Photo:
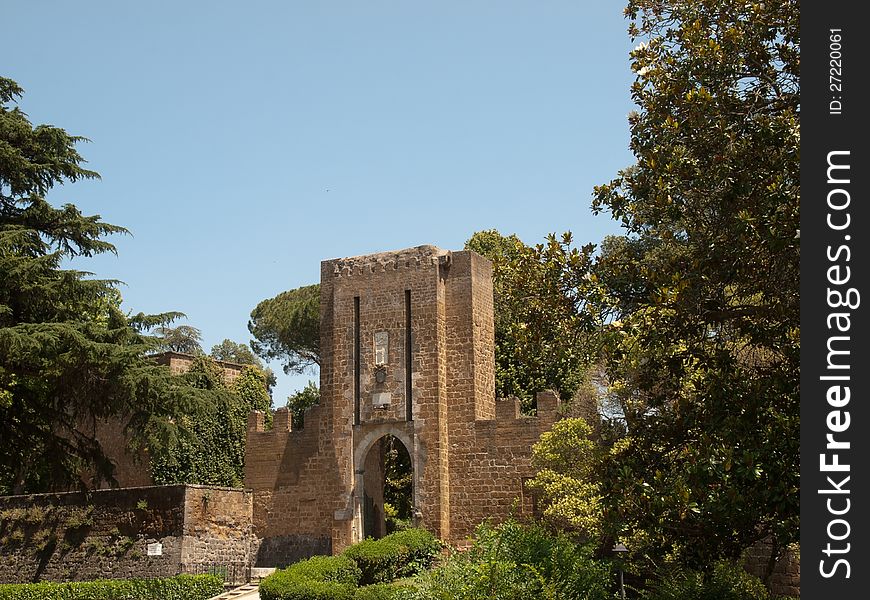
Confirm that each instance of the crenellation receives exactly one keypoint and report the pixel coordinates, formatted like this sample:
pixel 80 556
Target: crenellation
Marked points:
pixel 469 452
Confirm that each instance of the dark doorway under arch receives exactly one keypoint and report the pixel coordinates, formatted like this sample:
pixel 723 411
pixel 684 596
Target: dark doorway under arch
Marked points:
pixel 388 491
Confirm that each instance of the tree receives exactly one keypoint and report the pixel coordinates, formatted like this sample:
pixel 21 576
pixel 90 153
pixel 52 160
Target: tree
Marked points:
pixel 209 449
pixel 565 459
pixel 704 350
pixel 544 328
pixel 287 328
pixel 301 401
pixel 68 355
pixel 230 351
pixel 181 338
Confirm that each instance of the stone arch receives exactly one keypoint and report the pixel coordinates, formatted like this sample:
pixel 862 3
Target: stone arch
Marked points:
pixel 366 443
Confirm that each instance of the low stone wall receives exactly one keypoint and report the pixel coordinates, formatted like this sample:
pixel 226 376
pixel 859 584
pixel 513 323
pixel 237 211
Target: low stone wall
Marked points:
pixel 786 577
pixel 283 550
pixel 155 531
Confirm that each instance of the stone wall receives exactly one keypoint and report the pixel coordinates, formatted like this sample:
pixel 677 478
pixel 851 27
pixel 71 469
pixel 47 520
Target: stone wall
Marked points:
pixel 786 577
pixel 418 320
pixel 107 533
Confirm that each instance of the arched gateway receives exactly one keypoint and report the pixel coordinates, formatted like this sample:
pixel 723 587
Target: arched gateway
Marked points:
pixel 407 349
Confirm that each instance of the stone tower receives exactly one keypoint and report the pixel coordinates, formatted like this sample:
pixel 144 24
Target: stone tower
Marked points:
pixel 407 349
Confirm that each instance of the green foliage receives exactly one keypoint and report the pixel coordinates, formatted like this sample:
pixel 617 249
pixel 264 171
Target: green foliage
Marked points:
pixel 727 581
pixel 181 587
pixel 704 352
pixel 543 326
pixel 230 351
pixel 210 446
pixel 68 355
pixel 381 591
pixel 515 561
pixel 287 328
pixel 301 401
pixel 565 459
pixel 318 578
pixel 398 483
pixel 182 338
pixel 399 554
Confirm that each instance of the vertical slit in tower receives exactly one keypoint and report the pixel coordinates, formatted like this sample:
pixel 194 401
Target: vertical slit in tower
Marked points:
pixel 356 362
pixel 408 406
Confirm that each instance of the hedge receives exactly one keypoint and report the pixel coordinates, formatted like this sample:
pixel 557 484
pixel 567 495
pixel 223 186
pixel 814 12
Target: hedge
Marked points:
pixel 318 578
pixel 399 554
pixel 380 561
pixel 181 587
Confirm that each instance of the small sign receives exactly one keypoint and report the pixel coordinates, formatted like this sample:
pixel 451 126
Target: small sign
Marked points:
pixel 382 343
pixel 381 400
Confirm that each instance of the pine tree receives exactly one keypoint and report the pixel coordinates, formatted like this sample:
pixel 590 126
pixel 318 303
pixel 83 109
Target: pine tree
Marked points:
pixel 68 355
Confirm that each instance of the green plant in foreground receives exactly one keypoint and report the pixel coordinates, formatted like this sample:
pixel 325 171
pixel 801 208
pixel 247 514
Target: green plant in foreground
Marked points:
pixel 181 587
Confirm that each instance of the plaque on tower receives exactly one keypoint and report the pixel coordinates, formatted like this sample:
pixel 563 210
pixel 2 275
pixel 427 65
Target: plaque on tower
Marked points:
pixel 382 343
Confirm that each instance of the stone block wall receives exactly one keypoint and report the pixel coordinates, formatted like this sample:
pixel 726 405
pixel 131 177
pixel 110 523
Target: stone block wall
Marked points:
pixel 106 533
pixel 419 319
pixel 491 460
pixel 295 487
pixel 786 577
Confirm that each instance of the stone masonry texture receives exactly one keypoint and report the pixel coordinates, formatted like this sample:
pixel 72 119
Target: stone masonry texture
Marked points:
pixel 106 533
pixel 470 453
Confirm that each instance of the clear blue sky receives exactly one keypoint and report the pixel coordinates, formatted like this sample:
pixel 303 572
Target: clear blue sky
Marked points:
pixel 244 142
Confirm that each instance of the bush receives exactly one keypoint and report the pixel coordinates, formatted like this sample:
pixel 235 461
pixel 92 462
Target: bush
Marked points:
pixel 727 581
pixel 399 554
pixel 369 562
pixel 181 587
pixel 318 578
pixel 519 562
pixel 379 591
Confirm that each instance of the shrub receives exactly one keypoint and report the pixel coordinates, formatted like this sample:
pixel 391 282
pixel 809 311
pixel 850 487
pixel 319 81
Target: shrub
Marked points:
pixel 727 581
pixel 318 578
pixel 399 554
pixel 379 591
pixel 518 562
pixel 181 587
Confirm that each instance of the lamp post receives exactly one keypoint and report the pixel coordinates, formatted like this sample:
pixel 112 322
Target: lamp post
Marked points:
pixel 619 550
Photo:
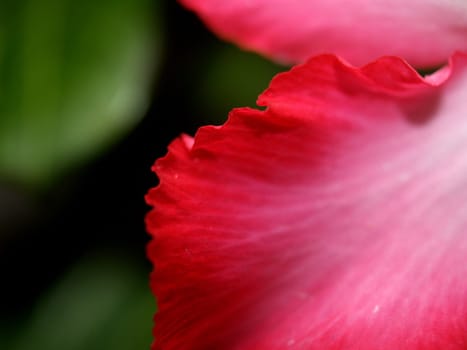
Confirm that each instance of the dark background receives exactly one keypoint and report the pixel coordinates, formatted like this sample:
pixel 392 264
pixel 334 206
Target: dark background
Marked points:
pixel 69 248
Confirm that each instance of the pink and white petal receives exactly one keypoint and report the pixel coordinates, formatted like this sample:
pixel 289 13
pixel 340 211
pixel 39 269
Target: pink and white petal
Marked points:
pixel 424 32
pixel 334 219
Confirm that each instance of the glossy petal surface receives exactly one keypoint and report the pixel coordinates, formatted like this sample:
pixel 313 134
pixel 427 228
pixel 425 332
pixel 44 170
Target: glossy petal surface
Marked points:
pixel 334 219
pixel 424 32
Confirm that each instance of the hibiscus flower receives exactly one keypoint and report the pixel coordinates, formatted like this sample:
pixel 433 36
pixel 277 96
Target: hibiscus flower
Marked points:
pixel 334 218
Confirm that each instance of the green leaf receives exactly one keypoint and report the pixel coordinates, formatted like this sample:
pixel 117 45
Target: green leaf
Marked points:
pixel 74 77
pixel 102 303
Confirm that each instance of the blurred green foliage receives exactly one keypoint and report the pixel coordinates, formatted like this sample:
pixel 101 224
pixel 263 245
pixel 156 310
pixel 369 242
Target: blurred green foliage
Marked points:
pixel 102 303
pixel 74 76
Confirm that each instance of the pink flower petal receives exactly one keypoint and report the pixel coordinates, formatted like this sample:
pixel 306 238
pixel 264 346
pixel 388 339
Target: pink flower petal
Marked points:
pixel 424 32
pixel 334 219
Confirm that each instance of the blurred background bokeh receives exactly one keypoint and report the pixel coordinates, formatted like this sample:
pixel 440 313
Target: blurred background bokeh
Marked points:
pixel 91 93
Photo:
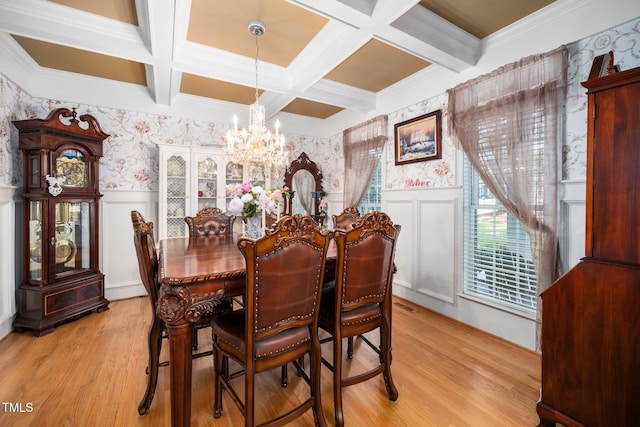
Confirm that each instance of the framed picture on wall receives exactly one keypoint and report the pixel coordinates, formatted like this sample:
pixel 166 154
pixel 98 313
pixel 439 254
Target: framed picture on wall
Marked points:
pixel 419 139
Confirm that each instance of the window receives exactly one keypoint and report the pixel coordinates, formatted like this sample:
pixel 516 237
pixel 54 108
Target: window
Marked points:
pixel 497 251
pixel 372 200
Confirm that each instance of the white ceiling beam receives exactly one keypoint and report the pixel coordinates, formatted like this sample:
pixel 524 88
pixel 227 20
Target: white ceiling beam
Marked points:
pixel 162 82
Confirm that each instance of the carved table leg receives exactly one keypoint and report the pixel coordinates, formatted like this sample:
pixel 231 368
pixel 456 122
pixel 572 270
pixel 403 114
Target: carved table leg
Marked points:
pixel 180 341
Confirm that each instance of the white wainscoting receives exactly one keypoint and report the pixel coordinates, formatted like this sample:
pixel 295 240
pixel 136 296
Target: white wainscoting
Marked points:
pixel 572 227
pixel 119 262
pixel 428 243
pixel 8 259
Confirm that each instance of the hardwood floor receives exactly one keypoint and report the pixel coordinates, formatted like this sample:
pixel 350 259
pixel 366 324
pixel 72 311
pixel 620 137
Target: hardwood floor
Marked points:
pixel 91 372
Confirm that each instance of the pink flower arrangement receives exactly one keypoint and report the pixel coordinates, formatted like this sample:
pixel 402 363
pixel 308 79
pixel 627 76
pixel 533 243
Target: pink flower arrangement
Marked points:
pixel 250 200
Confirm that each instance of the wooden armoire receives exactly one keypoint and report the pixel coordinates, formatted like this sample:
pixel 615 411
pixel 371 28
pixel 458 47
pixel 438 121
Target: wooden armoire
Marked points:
pixel 591 315
pixel 61 278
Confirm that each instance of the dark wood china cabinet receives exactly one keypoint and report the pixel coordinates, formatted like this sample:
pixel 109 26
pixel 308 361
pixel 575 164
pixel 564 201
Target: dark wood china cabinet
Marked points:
pixel 61 279
pixel 591 315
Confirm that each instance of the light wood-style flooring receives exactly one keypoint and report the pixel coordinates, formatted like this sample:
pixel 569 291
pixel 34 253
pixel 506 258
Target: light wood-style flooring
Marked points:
pixel 91 372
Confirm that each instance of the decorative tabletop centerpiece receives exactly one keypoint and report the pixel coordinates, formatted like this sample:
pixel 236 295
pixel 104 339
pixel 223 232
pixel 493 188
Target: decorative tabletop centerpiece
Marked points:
pixel 253 203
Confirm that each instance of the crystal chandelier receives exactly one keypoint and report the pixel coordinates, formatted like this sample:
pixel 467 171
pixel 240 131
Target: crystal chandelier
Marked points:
pixel 257 145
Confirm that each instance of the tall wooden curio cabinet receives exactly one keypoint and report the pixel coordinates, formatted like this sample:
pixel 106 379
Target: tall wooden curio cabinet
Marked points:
pixel 591 315
pixel 61 279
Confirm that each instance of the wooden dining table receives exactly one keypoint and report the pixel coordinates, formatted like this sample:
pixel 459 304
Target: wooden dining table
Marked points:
pixel 195 273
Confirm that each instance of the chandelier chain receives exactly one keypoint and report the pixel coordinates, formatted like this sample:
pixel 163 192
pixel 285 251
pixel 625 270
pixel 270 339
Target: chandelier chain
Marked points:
pixel 256 64
pixel 256 145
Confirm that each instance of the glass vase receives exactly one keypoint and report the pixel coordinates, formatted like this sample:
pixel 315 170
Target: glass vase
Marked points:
pixel 253 227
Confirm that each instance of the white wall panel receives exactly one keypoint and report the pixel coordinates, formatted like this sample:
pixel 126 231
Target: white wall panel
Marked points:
pixel 7 259
pixel 572 223
pixel 401 212
pixel 119 261
pixel 435 261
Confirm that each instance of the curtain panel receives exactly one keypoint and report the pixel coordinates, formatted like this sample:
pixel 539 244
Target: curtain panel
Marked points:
pixel 362 146
pixel 509 123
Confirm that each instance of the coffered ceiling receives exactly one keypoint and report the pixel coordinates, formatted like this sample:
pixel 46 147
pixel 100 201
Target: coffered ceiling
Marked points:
pixel 317 57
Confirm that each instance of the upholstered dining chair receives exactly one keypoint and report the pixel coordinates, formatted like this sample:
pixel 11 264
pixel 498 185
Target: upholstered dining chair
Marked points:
pixel 279 323
pixel 346 218
pixel 148 266
pixel 210 222
pixel 360 301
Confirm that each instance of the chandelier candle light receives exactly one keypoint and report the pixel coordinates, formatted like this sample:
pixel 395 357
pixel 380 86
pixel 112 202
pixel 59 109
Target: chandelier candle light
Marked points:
pixel 257 145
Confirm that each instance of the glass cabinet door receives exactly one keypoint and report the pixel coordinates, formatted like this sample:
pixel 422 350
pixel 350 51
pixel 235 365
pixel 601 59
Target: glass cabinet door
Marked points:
pixel 176 168
pixel 72 240
pixel 35 241
pixel 72 165
pixel 207 183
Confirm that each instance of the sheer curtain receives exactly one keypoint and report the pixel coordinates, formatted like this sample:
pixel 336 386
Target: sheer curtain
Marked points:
pixel 509 124
pixel 362 145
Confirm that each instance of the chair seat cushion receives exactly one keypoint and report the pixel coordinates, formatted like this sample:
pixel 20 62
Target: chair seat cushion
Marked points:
pixel 229 333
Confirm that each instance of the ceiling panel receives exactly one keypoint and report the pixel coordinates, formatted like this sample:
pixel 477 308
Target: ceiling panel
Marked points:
pixel 223 24
pixel 205 44
pixel 311 108
pixel 376 66
pixel 120 10
pixel 484 17
pixel 216 89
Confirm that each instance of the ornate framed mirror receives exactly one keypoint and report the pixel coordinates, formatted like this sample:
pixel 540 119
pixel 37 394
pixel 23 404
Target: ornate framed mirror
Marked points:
pixel 304 180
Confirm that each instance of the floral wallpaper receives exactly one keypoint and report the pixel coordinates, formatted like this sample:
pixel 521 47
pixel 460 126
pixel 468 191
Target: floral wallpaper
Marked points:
pixel 624 41
pixel 130 160
pixel 429 174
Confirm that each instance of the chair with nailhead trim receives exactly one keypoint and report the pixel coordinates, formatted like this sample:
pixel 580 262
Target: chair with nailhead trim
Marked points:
pixel 279 322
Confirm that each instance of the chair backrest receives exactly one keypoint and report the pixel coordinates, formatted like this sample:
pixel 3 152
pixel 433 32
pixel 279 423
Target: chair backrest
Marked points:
pixel 364 260
pixel 147 256
pixel 346 219
pixel 285 269
pixel 210 222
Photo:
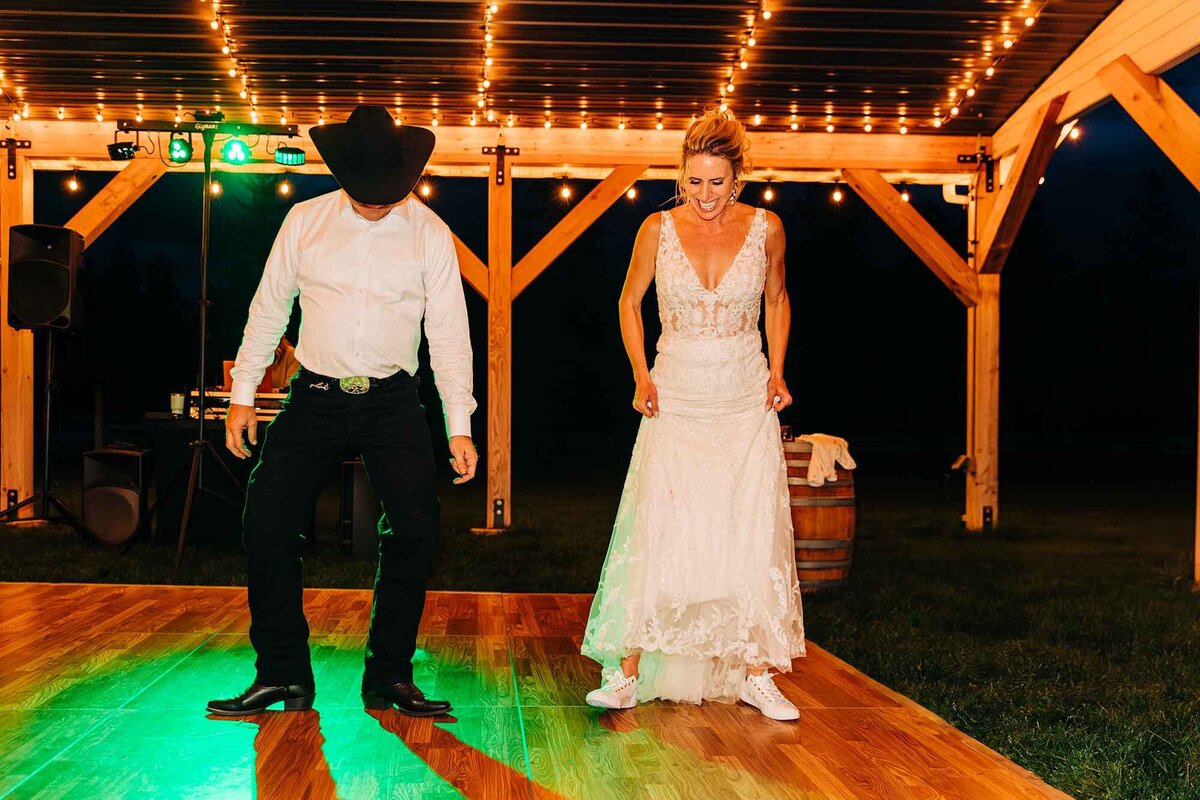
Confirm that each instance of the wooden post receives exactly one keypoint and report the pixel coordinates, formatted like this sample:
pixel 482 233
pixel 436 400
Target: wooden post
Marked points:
pixel 16 354
pixel 983 376
pixel 498 512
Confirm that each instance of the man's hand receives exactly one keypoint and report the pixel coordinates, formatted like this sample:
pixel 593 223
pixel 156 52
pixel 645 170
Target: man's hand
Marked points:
pixel 465 458
pixel 239 419
pixel 778 397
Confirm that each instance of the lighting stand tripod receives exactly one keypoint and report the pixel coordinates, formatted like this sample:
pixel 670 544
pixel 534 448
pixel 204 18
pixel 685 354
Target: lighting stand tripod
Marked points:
pixel 208 126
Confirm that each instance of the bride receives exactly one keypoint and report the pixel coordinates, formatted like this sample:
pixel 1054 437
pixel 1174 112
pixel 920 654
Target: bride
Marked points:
pixel 699 596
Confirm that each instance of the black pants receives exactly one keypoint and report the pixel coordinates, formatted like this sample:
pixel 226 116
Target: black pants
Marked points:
pixel 315 432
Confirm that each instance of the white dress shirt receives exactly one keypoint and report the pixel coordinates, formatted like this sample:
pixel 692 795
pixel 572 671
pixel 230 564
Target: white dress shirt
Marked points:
pixel 364 289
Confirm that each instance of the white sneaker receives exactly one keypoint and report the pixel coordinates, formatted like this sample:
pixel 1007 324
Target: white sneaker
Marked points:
pixel 761 692
pixel 618 692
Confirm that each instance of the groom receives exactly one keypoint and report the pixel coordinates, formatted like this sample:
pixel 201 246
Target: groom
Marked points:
pixel 369 263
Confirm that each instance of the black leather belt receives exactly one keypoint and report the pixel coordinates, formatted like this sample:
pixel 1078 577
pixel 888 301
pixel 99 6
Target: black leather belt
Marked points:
pixel 353 385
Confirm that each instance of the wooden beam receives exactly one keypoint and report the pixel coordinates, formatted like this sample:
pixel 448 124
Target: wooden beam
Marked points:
pixel 592 173
pixel 919 235
pixel 115 198
pixel 473 270
pixel 595 146
pixel 1013 202
pixel 499 355
pixel 1159 112
pixel 1156 34
pixel 579 220
pixel 16 354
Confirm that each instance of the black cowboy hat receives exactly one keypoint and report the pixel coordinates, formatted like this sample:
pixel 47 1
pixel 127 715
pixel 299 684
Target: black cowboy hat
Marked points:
pixel 375 160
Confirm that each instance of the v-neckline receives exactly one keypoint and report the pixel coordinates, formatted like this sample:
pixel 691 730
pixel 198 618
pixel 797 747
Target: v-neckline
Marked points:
pixel 720 282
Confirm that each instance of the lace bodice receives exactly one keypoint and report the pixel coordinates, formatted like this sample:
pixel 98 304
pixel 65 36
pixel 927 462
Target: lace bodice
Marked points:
pixel 688 310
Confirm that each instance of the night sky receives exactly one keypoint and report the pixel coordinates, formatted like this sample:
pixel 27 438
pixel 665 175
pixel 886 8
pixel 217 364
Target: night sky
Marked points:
pixel 1099 313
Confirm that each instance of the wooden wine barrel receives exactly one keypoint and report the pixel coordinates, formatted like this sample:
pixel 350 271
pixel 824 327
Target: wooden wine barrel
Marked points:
pixel 822 519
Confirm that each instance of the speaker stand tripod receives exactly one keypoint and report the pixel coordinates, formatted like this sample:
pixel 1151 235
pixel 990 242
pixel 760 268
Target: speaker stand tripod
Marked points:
pixel 201 446
pixel 47 498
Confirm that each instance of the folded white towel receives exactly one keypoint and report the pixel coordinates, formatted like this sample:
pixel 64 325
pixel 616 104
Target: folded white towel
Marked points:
pixel 827 451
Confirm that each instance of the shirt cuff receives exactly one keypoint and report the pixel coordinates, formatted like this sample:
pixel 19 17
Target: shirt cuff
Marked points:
pixel 457 422
pixel 243 392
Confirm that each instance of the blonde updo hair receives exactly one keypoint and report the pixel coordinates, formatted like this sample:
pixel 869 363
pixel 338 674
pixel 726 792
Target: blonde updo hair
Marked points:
pixel 714 133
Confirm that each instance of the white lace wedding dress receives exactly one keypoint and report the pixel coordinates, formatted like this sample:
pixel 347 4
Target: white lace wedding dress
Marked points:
pixel 700 576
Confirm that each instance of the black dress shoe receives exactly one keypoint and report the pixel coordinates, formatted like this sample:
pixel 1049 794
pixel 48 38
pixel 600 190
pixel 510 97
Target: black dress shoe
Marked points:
pixel 297 697
pixel 405 696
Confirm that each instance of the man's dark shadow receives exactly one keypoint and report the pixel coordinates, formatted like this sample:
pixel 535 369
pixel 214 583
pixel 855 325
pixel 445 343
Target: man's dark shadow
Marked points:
pixel 475 774
pixel 289 759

■ **What to work on**
Revise the material from the line containing "Confirm that each instance of the stone arch" through the line containing "pixel 107 533", replacing "low stone wall" with "low boundary wall" and keeping every other character unchanged.

■ **Solution**
Confirm that each instance of the stone arch receives exactly one keypoint and report the pixel coordinates, formatted like this sample:
pixel 862 3
Target: stone arch
Marked points:
pixel 366 443
Confirm that each instance of the low boundary wall receives exactly one keypoint and report the pixel coordinates, formatted like this sample:
pixel 226 376
pixel 859 584
pixel 513 323
pixel 237 211
Target: low boundary wall
Marked points:
pixel 786 577
pixel 283 550
pixel 155 531
Confirm that each instance of the stone wall receives exactly one keypoint and report the pixel coordinates, formatted like this sample:
pixel 677 478
pixel 851 27
pixel 71 469
pixel 47 520
Target: stone wall
Marked points:
pixel 786 577
pixel 418 320
pixel 107 533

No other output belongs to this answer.